WHAT TO WORK ON
Pick out all lines in the listing holding the string "grass" and copy them.

THE RECORDS
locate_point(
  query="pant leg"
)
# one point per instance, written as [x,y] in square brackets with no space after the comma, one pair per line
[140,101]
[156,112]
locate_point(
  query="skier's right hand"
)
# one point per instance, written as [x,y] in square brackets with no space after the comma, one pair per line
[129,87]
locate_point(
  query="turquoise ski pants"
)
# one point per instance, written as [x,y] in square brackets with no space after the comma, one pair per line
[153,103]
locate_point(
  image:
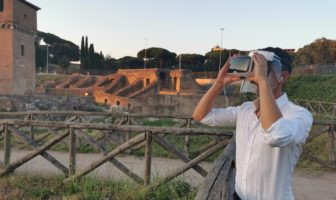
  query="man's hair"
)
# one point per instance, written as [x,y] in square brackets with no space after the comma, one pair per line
[285,59]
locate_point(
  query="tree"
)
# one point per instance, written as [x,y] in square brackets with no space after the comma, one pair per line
[129,62]
[58,47]
[64,62]
[321,51]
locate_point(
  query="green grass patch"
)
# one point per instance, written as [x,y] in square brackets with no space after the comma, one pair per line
[312,88]
[29,187]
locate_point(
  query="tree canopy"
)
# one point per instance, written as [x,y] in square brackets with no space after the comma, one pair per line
[321,51]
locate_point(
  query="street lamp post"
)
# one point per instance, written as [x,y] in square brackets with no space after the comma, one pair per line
[220,50]
[145,57]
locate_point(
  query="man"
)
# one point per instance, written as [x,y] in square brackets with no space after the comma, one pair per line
[270,131]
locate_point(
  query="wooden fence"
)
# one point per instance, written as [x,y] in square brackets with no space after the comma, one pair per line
[327,109]
[74,128]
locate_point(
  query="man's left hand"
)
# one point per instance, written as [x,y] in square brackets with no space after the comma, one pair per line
[260,67]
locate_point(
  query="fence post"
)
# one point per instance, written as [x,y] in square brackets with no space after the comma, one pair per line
[31,128]
[148,158]
[72,152]
[330,144]
[187,139]
[127,136]
[7,146]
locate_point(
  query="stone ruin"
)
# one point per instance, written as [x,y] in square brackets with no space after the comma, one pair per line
[146,91]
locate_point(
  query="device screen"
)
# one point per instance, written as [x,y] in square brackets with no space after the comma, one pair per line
[239,64]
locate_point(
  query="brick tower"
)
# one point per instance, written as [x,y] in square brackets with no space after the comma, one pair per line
[18,30]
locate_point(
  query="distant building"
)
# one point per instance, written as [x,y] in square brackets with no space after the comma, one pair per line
[18,30]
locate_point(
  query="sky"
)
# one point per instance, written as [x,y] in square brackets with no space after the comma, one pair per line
[124,27]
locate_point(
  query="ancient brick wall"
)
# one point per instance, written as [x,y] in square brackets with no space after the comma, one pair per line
[17,53]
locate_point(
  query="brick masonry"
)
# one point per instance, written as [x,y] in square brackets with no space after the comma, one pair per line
[18,25]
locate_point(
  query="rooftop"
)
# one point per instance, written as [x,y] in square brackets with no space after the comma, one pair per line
[30,5]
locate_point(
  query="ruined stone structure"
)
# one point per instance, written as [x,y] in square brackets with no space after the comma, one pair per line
[147,91]
[18,30]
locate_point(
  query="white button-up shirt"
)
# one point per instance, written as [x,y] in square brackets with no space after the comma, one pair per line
[265,159]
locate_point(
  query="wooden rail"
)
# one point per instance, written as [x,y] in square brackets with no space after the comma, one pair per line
[73,132]
[321,108]
[75,128]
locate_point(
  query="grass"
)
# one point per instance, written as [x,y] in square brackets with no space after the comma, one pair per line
[29,187]
[312,88]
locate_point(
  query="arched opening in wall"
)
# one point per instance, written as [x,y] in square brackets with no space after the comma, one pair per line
[164,83]
[1,5]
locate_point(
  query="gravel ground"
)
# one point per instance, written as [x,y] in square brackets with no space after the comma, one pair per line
[306,187]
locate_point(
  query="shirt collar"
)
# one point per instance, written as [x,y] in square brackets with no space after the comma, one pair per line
[282,100]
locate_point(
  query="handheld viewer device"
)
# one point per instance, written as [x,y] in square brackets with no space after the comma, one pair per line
[243,66]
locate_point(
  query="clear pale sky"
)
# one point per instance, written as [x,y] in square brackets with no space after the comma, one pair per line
[119,27]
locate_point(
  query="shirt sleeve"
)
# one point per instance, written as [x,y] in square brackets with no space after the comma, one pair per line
[221,117]
[292,129]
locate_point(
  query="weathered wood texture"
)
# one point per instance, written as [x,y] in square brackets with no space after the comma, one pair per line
[219,184]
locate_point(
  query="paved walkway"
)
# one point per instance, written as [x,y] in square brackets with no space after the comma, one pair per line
[305,187]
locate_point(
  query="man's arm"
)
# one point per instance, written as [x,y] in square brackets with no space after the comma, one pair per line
[207,101]
[269,110]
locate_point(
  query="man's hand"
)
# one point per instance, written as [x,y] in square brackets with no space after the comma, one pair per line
[260,68]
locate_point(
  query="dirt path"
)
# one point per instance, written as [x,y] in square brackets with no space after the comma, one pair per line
[305,187]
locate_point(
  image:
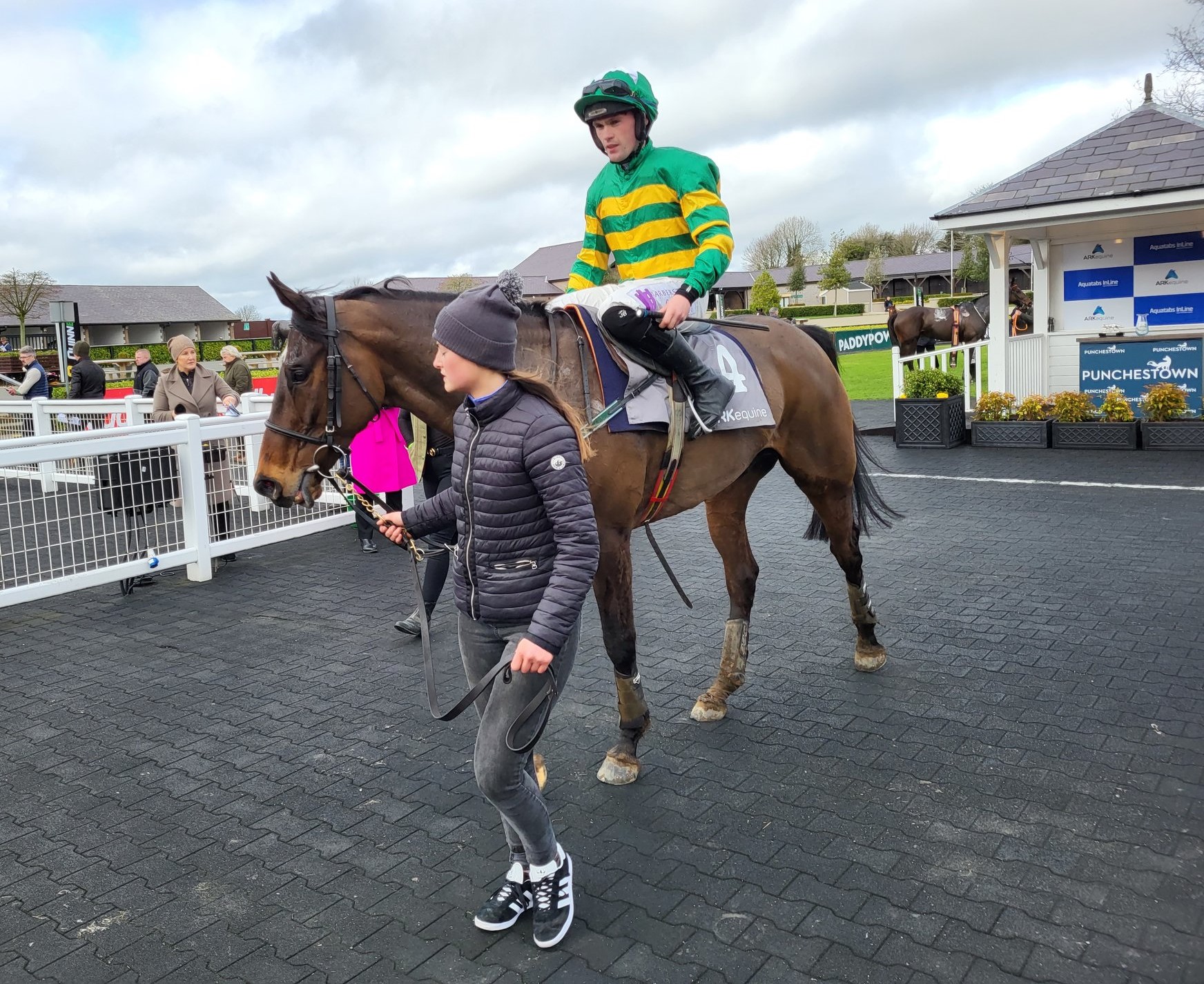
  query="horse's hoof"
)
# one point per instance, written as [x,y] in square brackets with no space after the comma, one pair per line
[868,658]
[619,770]
[708,709]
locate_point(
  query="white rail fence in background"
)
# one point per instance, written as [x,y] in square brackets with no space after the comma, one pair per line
[90,493]
[1026,365]
[972,388]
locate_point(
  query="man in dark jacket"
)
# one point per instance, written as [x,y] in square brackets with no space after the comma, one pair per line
[147,375]
[87,378]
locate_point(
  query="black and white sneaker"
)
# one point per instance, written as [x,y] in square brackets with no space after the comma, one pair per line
[553,901]
[505,906]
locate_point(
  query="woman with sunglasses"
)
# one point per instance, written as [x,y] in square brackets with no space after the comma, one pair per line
[527,551]
[681,229]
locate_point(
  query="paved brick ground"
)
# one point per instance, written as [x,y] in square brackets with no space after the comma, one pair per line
[241,783]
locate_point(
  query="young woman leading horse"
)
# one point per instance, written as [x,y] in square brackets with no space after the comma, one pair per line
[385,335]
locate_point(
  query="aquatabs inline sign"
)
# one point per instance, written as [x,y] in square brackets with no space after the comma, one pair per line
[866,341]
[1133,365]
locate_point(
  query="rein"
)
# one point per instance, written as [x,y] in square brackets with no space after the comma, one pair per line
[371,508]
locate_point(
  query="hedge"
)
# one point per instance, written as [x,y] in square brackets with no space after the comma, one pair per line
[809,311]
[159,354]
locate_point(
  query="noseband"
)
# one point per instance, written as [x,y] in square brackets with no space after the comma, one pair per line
[335,364]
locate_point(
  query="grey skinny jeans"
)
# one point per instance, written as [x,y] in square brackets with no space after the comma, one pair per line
[505,778]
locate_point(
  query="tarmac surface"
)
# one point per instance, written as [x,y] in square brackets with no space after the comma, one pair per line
[240,780]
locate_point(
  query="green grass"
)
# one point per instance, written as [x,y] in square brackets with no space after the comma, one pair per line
[867,375]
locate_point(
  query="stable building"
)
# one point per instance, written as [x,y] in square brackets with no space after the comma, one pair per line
[133,315]
[1115,223]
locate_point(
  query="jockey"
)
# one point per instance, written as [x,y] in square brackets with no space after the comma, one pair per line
[658,210]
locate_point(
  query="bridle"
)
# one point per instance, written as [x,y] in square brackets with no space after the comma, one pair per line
[370,506]
[335,364]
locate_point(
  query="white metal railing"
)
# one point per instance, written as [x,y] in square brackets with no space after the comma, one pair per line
[972,388]
[81,508]
[1026,365]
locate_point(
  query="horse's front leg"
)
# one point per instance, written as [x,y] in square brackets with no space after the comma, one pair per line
[612,589]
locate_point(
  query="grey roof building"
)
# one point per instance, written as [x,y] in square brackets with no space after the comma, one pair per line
[130,306]
[1149,150]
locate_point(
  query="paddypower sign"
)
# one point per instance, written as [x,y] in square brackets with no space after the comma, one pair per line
[865,341]
[1134,365]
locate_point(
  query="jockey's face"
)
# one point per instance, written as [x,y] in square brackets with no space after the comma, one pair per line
[616,135]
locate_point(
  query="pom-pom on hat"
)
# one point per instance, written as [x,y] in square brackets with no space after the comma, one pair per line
[482,324]
[179,344]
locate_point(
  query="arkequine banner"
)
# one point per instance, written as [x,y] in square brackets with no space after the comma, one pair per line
[1133,365]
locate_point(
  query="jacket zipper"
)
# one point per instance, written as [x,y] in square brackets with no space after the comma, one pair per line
[524,564]
[467,500]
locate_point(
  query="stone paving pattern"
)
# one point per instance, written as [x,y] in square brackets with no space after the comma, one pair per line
[240,781]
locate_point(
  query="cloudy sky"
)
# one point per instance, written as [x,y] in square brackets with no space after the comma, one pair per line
[208,142]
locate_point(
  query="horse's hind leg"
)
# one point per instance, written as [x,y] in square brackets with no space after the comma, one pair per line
[833,506]
[725,518]
[837,514]
[612,589]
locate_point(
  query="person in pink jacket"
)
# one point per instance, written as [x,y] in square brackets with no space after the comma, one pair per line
[380,461]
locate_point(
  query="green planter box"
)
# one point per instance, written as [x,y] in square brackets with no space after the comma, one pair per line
[1173,435]
[1011,433]
[1096,435]
[930,422]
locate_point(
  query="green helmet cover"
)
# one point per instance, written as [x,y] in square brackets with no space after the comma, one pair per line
[641,97]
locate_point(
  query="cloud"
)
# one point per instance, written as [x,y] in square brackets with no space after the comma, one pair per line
[210,142]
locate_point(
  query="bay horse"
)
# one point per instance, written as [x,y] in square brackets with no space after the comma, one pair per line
[385,341]
[909,325]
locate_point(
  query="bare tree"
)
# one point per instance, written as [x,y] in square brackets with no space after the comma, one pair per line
[793,241]
[875,276]
[21,293]
[1186,61]
[917,239]
[459,283]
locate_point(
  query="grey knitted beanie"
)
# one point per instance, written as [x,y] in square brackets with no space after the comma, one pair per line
[482,324]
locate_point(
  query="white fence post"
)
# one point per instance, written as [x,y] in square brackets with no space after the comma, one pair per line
[193,501]
[40,415]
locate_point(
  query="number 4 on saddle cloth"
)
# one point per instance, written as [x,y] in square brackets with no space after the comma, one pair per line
[624,371]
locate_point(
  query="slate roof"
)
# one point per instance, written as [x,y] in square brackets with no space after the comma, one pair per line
[130,306]
[1149,150]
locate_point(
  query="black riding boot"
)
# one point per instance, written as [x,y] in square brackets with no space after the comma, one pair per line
[708,388]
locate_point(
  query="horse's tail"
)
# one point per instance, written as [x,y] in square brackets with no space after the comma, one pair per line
[868,506]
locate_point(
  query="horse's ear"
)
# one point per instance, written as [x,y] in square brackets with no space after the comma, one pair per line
[293,299]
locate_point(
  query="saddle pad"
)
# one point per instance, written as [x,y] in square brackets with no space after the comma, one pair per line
[650,409]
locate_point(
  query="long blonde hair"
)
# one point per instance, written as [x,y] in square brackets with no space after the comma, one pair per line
[538,386]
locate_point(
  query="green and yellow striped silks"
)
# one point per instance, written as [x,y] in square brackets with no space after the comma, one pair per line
[661,215]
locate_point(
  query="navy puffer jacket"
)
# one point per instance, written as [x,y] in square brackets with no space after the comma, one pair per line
[529,543]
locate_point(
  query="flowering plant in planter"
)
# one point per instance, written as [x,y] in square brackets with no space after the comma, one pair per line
[1168,424]
[925,384]
[1165,401]
[993,406]
[1115,408]
[1033,408]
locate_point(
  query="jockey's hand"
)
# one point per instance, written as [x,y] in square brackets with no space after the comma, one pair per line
[530,658]
[390,526]
[674,312]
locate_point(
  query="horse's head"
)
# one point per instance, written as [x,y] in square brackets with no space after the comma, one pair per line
[286,472]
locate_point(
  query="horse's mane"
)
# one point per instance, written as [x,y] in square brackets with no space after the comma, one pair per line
[315,328]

RESULT
  query="green grass patch"
  query="grass"
  query="green grass"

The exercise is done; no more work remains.